◆ **Exercise input**
[START]
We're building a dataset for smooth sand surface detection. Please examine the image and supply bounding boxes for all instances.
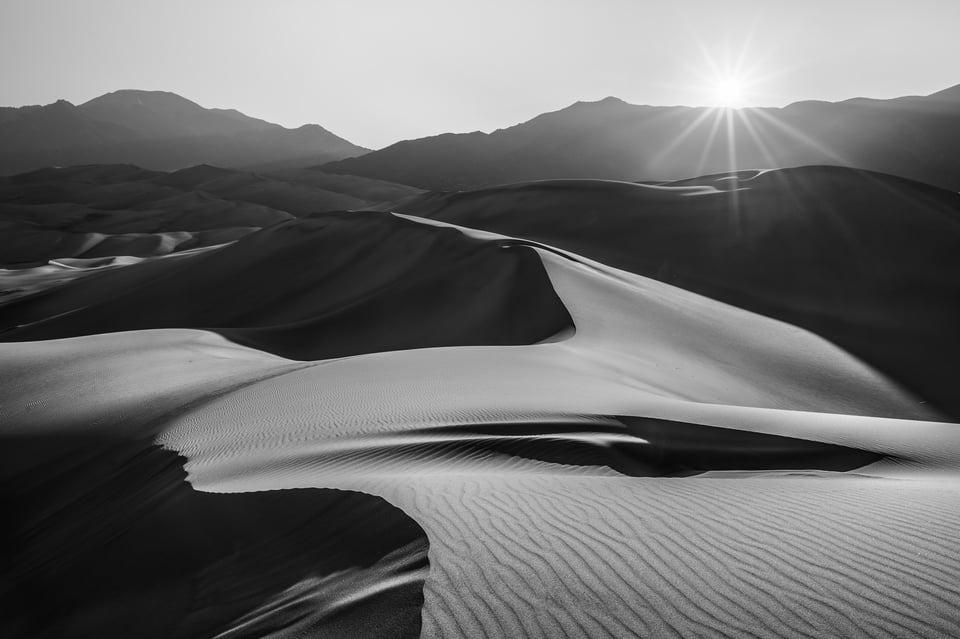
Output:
[0,168,960,639]
[398,166,960,419]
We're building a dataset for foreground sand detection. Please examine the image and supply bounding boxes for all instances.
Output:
[0,168,960,638]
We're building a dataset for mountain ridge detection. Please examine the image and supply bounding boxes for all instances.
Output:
[0,89,368,175]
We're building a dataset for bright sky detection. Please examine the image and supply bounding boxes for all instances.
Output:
[0,0,960,148]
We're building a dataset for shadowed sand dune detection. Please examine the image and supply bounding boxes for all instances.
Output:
[0,168,960,639]
[0,213,570,359]
[0,434,426,638]
[398,167,960,416]
[0,164,420,266]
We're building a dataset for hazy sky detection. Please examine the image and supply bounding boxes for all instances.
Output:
[0,0,960,148]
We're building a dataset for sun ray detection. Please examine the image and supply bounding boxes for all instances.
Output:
[651,109,714,164]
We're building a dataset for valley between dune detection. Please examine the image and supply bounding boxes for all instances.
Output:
[0,196,960,638]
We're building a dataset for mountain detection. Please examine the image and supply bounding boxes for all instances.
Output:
[323,86,960,191]
[0,90,367,174]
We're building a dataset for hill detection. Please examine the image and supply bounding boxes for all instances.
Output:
[0,90,367,174]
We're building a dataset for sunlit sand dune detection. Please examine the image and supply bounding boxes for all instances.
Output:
[0,168,960,638]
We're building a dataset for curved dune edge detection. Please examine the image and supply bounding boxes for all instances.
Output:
[0,218,960,637]
[0,433,427,639]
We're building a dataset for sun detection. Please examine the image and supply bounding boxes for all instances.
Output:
[713,76,746,109]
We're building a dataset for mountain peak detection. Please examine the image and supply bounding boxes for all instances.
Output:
[80,89,203,109]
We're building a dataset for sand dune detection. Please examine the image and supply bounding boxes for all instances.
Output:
[0,165,420,267]
[0,172,960,638]
[398,167,960,417]
[0,213,569,359]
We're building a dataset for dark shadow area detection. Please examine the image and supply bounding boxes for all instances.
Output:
[0,212,572,360]
[0,435,427,639]
[416,417,882,477]
[398,166,960,417]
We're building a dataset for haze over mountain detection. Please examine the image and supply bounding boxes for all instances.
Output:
[0,165,960,639]
[0,90,367,174]
[323,85,960,191]
[0,164,420,270]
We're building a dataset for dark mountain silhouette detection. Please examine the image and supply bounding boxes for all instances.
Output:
[323,86,960,191]
[0,90,367,174]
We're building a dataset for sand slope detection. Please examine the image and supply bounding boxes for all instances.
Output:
[0,169,960,638]
[0,213,569,359]
[398,167,960,416]
[0,164,420,267]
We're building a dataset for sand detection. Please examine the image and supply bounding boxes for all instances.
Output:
[0,168,960,638]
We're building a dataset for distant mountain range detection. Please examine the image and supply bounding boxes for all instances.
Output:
[323,86,960,191]
[0,90,368,174]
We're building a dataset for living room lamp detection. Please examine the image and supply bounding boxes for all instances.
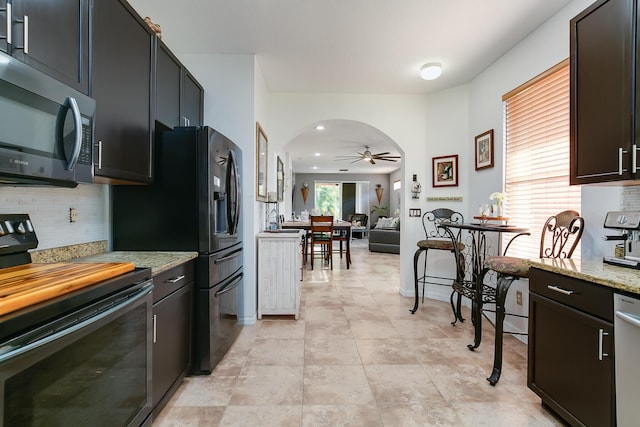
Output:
[420,62,442,80]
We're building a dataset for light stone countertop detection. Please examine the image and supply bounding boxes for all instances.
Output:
[69,251,198,276]
[529,258,640,294]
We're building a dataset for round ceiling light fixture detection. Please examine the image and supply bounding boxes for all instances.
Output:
[420,62,442,80]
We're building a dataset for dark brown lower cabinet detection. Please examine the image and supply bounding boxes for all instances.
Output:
[152,262,194,417]
[527,269,615,426]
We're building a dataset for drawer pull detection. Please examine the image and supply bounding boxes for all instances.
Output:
[167,274,184,283]
[598,329,609,360]
[547,285,573,295]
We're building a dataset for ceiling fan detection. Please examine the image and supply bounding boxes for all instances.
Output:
[336,145,401,165]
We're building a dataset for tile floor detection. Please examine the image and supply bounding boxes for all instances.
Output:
[153,240,562,427]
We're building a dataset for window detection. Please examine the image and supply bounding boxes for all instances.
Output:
[502,60,580,258]
[314,182,342,218]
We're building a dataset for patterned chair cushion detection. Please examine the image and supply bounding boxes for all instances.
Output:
[417,239,464,251]
[484,256,529,277]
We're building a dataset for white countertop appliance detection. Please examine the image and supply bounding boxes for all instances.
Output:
[603,211,640,269]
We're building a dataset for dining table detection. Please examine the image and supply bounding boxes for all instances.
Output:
[280,219,352,270]
[440,218,529,384]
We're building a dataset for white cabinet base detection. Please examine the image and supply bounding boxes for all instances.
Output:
[258,230,304,320]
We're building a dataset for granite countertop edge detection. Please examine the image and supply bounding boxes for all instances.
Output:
[529,258,640,294]
[69,251,198,276]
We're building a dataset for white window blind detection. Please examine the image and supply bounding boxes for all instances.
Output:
[503,60,580,258]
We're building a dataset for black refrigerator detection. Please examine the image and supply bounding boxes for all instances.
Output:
[112,127,243,374]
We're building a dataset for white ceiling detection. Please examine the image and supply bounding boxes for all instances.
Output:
[129,0,571,173]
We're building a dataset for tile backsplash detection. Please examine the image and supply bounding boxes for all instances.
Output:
[620,185,640,211]
[0,184,109,249]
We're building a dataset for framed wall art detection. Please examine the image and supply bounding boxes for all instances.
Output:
[256,122,269,202]
[475,129,493,170]
[433,154,458,187]
[276,156,284,202]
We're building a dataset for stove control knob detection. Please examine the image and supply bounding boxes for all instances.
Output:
[18,222,27,234]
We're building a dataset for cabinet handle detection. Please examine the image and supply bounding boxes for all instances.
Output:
[153,314,158,344]
[598,329,609,360]
[0,0,12,44]
[167,274,184,283]
[16,15,29,55]
[98,141,102,169]
[618,147,635,175]
[547,285,573,295]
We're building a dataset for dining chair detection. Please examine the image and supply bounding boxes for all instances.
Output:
[476,210,584,385]
[410,208,465,319]
[309,215,333,270]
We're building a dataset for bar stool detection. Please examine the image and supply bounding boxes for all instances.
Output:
[410,208,464,318]
[476,210,584,386]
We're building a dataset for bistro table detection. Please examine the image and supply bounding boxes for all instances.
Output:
[440,218,529,382]
[280,219,351,270]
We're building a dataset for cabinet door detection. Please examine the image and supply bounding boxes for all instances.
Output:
[9,0,89,93]
[180,68,204,126]
[91,0,153,183]
[152,282,193,413]
[571,0,636,184]
[527,293,615,426]
[156,41,181,129]
[0,0,10,53]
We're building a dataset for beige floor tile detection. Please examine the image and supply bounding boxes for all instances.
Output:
[304,365,373,405]
[302,405,382,427]
[218,405,302,427]
[229,366,303,406]
[304,337,362,365]
[153,244,562,427]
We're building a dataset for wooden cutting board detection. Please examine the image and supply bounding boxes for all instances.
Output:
[0,262,135,316]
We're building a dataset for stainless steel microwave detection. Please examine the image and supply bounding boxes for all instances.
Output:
[0,52,96,187]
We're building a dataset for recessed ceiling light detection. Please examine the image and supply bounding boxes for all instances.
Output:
[420,62,442,80]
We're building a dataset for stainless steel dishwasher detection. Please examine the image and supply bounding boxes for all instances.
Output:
[613,294,640,427]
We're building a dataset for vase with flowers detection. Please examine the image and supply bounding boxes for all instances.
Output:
[489,191,507,218]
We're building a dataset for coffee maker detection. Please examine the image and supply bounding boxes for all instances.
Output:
[603,211,640,269]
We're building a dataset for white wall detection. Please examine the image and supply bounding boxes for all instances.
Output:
[268,93,430,295]
[177,54,268,324]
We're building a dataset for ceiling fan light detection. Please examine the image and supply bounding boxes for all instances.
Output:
[420,62,442,80]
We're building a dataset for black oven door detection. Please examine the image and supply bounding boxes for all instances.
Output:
[0,281,153,427]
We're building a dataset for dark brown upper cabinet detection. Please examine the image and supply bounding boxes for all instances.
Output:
[570,0,640,184]
[155,40,204,128]
[0,0,90,93]
[91,0,154,184]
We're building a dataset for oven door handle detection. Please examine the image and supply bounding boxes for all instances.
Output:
[214,274,244,298]
[616,310,640,328]
[213,249,242,264]
[0,284,153,363]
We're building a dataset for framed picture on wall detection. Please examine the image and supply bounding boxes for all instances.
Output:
[433,154,458,187]
[256,122,268,202]
[276,156,284,202]
[475,129,493,170]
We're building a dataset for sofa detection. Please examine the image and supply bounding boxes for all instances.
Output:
[369,218,400,254]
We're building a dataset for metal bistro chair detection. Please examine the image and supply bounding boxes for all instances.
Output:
[476,210,584,385]
[411,208,465,319]
[310,215,333,270]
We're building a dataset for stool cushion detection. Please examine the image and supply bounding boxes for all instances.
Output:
[417,239,464,251]
[484,256,529,277]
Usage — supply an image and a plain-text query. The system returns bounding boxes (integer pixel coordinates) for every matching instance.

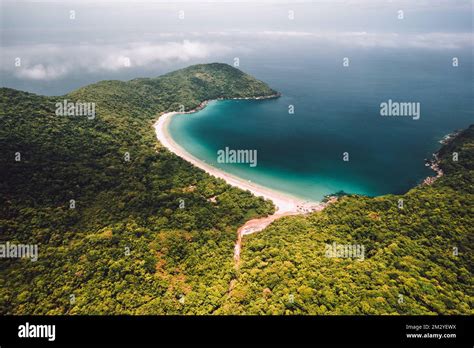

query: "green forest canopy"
[0,63,474,314]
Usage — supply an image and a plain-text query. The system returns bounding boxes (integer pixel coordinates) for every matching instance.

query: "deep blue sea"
[170,49,474,200]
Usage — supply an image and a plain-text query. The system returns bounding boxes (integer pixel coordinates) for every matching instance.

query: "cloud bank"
[2,40,229,80]
[2,30,473,80]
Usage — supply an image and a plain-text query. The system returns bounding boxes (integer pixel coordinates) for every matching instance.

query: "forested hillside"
[0,64,474,314]
[223,126,474,314]
[0,64,276,314]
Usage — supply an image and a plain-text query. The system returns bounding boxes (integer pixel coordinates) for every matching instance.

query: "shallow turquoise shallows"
[169,53,474,200]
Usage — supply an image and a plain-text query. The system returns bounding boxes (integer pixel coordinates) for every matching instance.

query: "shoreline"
[153,94,326,215]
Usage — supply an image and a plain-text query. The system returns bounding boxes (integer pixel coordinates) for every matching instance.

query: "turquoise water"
[169,52,474,200]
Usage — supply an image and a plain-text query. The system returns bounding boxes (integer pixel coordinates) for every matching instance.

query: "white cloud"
[254,31,473,50]
[2,40,228,80]
[1,30,473,80]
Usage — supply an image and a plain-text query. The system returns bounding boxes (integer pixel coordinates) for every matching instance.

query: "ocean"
[169,49,474,201]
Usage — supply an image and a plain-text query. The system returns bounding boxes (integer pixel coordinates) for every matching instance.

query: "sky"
[0,0,473,94]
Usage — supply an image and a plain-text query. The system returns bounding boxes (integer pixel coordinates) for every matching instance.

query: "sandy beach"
[154,104,318,214]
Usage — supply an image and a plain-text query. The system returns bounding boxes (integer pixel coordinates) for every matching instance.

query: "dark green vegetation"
[222,126,474,314]
[0,64,474,314]
[0,64,275,314]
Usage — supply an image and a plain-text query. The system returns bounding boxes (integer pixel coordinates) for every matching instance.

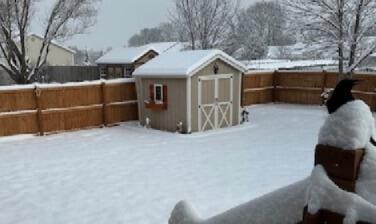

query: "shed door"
[198,75,233,131]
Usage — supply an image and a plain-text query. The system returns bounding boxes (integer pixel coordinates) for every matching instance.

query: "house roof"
[29,33,76,54]
[145,42,186,54]
[96,42,185,64]
[243,59,338,70]
[133,50,246,77]
[95,46,158,64]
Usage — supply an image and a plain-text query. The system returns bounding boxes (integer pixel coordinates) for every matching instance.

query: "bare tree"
[287,0,376,79]
[226,2,294,59]
[0,0,100,83]
[173,0,238,49]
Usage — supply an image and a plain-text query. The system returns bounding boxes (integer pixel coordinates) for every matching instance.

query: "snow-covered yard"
[0,104,327,224]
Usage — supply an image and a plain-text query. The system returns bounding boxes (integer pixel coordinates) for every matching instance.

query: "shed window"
[154,84,163,103]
[END]
◆ **Objective**
Copy out everything from the start of the records down to the line containing "[0,164,420,266]", keeping both ends. Leave the pictures out of your answer.

◆ **Reply**
We're building a dataset for smooth sand surface detection. Please examine the image and supply bounding boxes for all instances.
Output:
[0,168,960,639]
[398,166,960,419]
We're building a dataset for foreground sand detection. Please examine the image and supply bounding boxes for all instances.
Output:
[0,168,960,638]
We're building a dataset for mountain ridge detection. Please examine the image and supply bounding boxes for all instances.
Output:
[0,89,368,175]
We're building a dataset for bright sky detection. Please examine the image and supply bounding boxes for all instances.
Output:
[0,0,960,148]
We're building a dataset for shadowed sand dune detection. Please examine the image and supply bounding boxes for all instances.
Output:
[0,168,960,639]
[0,213,570,359]
[0,434,426,638]
[398,167,960,416]
[0,164,420,266]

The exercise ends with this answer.